§ **TASK 1**:
Return every line of the records below, reproducing each one character for character.

= Insignificance: Hong Kong Stories =

2018 collection of short stories by Xu Xi

First edition

Insignificance: Hong Kong Stories is a 2018 collection of short stories by Xu Xi, published by Signal 8 Press. The book has eleven stories total.

Xu Xi wrote the collection before she planned to move to the United States, and the title indicates her goodbye to Hong Kong. Richard Lord of the South China Morning Post stated that since the book has its principal characters have a "deeply conflicted relationship" with Hong Kong itself as well as the book having elements of familial issues, the question of a person's identity, sexual issues, and "verbal cruelty", it is of the typical style of the author. The book specifically includes content about the identities of Hong Kong people.

==Contents==
The stories include criticism of economic inequality, racism, and other contemporary issues in Hong Kong. Yang Jing of Nanjing Normal University stated that "colonial vestiges" appear throughout the stories. Death is a common element in these stories, and Lord stated that overall the collection is "not terribly cheerful, although in places it is very witty."

[Items from a data source]
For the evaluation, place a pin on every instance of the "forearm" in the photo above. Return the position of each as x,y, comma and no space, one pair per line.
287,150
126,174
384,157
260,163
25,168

§ **TASK 2**:
Retype the whole Insignificance: Hong Kong Stories text above without changing anything.

§ **WRITTEN SOLUTION 1**:
For the evaluation, place a pin on every instance of the "forearm" in the photo above. Return the position of each as x,y, comma and no space, one pair per line.
287,150
126,174
384,157
260,163
25,168

§ **WRITTEN SOLUTION 2**:
= Insignificance: Hong Kong Stories =

2018 collection of short stories by Xu Xi

First edition

Insignificance: Hong Kong Stories is a 2018 collection of short stories by Xu Xi, published by Signal 8 Press. The book has eleven stories total.

Xu Xi wrote the collection before she planned to move to the United States, and the title indicates her goodbye to Hong Kong. Richard Lord of the South China Morning Post stated that since the book has its principal characters have a "deeply conflicted relationship" with Hong Kong itself as well as the book having elements of familial issues, the question of a person's identity, sexual issues, and "verbal cruelty", it is of the typical style of the author. The book specifically includes content about the identities of Hong Kong people.

==Contents==
The stories include criticism of economic inequality, racism, and other contemporary issues in Hong Kong. Yang Jing of Nanjing Normal University stated that "colonial vestiges" appear throughout the stories. Death is a common element in these stories, and Lord stated that overall the collection is "not terribly cheerful, although in places it is very witty."